According to the study, global market conditions are not yet ripe for US natural gas exports, but when they are, the exports would benefit the economy. A key issue is how that benefit is shared.
One of the key energy battles of the next decade is emerging now: what to do with the new natural gas geyser now whooshing onto the domestic US energy market. Keep it at home, or export a big part overseas?
It's hardly an academic question. Companies are lining up for federal permits to build at least nine liquefied natural gas (LNG) facilities that would allow that US energy resource to be shipped overseas. Opposing them are environmentalists, members of Congress, and some industry groups worried it will mean higher energy costs for US consumers and manufacturers and potentially the loss of some jobs.
Debate over the issue popped up briefly in Congress this year, but was swamped by a deluge of other election issues. Even though energy policy was a centerpiece of both presidential campaigns, neither Mitt Romney nor President Obama ever unpacked for the public the potentially explosive LNG export issue.

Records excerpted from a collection

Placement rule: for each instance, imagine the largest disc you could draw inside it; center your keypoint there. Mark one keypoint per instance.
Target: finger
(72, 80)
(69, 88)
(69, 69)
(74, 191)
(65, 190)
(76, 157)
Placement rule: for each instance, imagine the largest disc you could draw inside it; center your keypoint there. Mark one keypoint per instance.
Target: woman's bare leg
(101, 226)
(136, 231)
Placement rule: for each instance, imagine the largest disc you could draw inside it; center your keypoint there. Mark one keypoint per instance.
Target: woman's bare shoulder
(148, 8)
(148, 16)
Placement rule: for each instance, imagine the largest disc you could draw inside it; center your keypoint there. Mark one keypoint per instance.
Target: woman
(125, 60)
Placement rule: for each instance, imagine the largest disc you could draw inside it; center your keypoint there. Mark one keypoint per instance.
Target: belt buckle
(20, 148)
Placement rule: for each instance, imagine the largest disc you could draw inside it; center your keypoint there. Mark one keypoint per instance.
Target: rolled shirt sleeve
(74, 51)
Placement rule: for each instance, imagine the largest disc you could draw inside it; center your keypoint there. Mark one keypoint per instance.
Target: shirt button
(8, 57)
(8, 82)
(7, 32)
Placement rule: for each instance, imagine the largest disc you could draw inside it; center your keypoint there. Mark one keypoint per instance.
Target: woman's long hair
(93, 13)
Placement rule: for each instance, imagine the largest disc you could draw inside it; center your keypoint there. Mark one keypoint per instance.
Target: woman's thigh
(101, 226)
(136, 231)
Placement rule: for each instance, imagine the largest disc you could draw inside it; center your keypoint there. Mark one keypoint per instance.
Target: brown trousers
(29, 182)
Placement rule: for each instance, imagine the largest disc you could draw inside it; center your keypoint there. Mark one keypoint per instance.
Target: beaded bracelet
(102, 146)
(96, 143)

--

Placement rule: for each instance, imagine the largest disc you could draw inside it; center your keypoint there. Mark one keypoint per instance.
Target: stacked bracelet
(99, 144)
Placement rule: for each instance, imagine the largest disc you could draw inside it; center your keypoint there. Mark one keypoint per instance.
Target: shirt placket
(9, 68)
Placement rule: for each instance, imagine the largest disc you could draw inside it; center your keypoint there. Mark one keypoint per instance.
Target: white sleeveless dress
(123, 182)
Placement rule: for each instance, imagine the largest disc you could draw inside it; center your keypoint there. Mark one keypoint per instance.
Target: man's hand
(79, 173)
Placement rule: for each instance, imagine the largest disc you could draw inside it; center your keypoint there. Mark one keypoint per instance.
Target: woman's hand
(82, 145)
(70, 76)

---

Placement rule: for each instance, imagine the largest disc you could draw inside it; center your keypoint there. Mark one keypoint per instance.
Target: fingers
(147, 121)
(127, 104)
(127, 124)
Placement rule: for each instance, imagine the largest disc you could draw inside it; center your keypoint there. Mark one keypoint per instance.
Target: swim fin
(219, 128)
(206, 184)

### Requirement 1
Copy the part of the natural gas article that opens with the words containing "It's hardly an" and closes with "LNG export issue.".
### Requirement 2
Answer these questions from the natural gas article:
(a) According to the study, are global market conditions ready for US natural gas exports yet?
(b) How many LNG facilities are companies seeking federal permits to build?
(c) Which two presidential candidates does the article name?
### Requirement 3
Please extend the article on US natural gas exports, picking up after its last sentence.
The listing is separate material, unrelated to the natural gas article.

### Answer 1
It's hardly an academic question. Companies are lining up for federal permits to build at least nine liquefied natural gas (LNG) facilities that would allow that US energy resource to be shipped overseas. Opposing them are environmentalists, members of Congress, and some industry groups worried it will mean higher energy costs for US consumers and manufacturers and potentially the loss of some jobs.
Debate over the issue popped up briefly in Congress this year, but was swamped by a deluge of other election issues. Even though energy policy was a centerpiece of both presidential campaigns, neither Mitt Romney nor President Obama ever unpacked for the public the potentially explosive LNG export issue.

### Answer 2
(a) No, not yet.
(b) At least nine.
(c) Mitt Romney and President Obama.

### Answer 3
Is it wise to sell the US gas surplus abroad if it ends up hiking energy prices at home? Which sectors of the economy would be winners – or losers? What would be the impact on domestic energy prices and the economy overall?
Answers to those questions are now emerging. According to a much-anticipated new study commissioned by the US Department of Energy and released late Wednesday, the US would get a net overall positive economic boost from exporting a big fraction of its domestic natural gas resources to Asia and other energy-hungry global markets. But that’s only if global market conditions make such exports feasible, which is not currently the case, according to the study.